» **Labeled-object pointing entries**:
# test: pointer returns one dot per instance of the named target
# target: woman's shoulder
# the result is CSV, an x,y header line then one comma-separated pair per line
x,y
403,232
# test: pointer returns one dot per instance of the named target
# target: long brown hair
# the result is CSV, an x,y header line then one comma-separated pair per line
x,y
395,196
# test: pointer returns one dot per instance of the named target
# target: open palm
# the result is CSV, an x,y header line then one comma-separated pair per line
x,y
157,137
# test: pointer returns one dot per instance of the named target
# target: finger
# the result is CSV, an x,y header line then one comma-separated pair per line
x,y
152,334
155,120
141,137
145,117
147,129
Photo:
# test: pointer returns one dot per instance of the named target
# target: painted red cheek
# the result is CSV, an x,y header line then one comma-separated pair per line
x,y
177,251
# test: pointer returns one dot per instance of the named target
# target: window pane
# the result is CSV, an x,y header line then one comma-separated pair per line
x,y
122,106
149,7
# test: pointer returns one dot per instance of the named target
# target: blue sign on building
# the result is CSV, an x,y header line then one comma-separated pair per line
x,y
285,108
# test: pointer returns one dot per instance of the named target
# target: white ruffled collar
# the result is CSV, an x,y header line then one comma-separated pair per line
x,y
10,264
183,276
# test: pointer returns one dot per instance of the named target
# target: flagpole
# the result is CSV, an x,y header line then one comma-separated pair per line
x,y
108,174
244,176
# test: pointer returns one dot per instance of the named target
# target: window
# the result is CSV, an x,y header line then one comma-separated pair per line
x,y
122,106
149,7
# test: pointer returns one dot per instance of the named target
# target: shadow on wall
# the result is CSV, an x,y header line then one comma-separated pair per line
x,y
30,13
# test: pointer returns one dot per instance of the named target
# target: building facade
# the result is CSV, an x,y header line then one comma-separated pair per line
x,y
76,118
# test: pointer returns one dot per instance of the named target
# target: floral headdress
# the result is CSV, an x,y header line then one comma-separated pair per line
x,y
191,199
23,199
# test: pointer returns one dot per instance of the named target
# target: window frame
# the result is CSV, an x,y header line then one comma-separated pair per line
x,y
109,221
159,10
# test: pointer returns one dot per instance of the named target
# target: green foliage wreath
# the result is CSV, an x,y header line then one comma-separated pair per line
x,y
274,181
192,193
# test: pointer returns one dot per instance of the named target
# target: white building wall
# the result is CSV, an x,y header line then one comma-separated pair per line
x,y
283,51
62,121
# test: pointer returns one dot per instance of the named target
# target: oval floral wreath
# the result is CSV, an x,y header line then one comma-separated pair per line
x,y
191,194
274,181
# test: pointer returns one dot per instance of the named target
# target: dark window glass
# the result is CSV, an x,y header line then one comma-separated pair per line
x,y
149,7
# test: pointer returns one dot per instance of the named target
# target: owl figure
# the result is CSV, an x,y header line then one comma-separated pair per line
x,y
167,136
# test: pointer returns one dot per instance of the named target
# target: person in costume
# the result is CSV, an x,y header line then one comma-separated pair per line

» **Your instructions**: Copy the data above in full, character for character.

» **Response below**:
# test: pointer returns one dot per instance of the named target
# target: woman's shoulder
# the result is CSV, an x,y header line then one comma-separated pair per line
x,y
403,232
# test: pointer returns one dot per instance of the named target
# target: long brown hair
# the result is CSV, an x,y header line then one comma-separated pair per line
x,y
395,196
# test: pointer returns one dot per instance of the named target
# target: open palm
# the result is CSV, an x,y header line then one comma-separated pair per line
x,y
157,137
# test: pointer returns one dot per instance of the named target
# target: finger
# the result is CSV, an x,y header line then one comma-separated pair per line
x,y
152,334
155,120
141,137
145,117
147,129
Photo:
# test: pointer returns one dot per instance of the named target
# target: painted red cheek
# the result is CSV, an x,y header line then one comma-separated pair per line
x,y
177,251
# test: pointer returns one dot per instance of the named target
# target: window pane
# the result is CSV, an x,y header line then one comma-separated pair per line
x,y
122,106
149,7
# test: pointer returns one dot per instance of the named target
# target: blue sign on building
# the result is CSV, an x,y header line then one comma-separated pair per line
x,y
285,108
# test: pointer returns one dot per instance of the named target
# target: white ruffled collar
# the result is CSV, an x,y header line then one comma-separated pair per line
x,y
10,264
183,276
# test: pointer returns one dot per instance of the named target
# target: flagpole
# the result is CSV, an x,y header line then one comma-separated pair per line
x,y
108,174
244,176
# test: pointer returns one dot per instance of the named target
# target: window
# the result is CSV, an x,y header line then one comma-separated pair per line
x,y
122,106
149,7
# test: pointer returns one dot per instance of the named target
# target: shadow on wall
# the result is CSV, an x,y header line then one comma-separated pair per line
x,y
30,13
# test: pointer returns one dot per instance of the named target
# target: building facade
# the result is CSV, an x,y header line then one comma-separated pair per line
x,y
76,118
# test: pointer returns one dot per instance of the named target
# target: floral headdress
# the result is CSV, an x,y header line then one comma-separated pair per line
x,y
191,199
23,199
# test: pointer returns one dot per instance of the named target
# target: window frame
# the result is CSV, an x,y header line then one comma-separated pair per line
x,y
109,221
159,10
# test: pointer returns one dot per instance of the named target
# target: green foliage wreath
# the result is CSV, an x,y header line then one comma-separated pair per line
x,y
274,181
192,193
# test: pointer returns one dot per instance of the named target
# target: white building wall
# the result is CSV, an x,y header line then one comma-separated pair per line
x,y
283,51
62,121
# test: pointer returns one dot per instance of the named target
# target: oval floral wreath
# the result is CSV, an x,y header line then one comma-separated pair per line
x,y
191,194
274,181
# test: pointer returns one dot per instance of the named target
# target: dark window glass
# the result is CSV, an x,y header line then one comma-separated pair per line
x,y
149,7
# test: pointer returns one dot per instance of the named target
# target: owl figure
# the result is CSV, an x,y header line then one comma-separated pair per line
x,y
167,136
# test: pointer returns one dot per instance of the named target
# target: person in costume
# the result is CSV, an x,y header line then one comma-separated pair per line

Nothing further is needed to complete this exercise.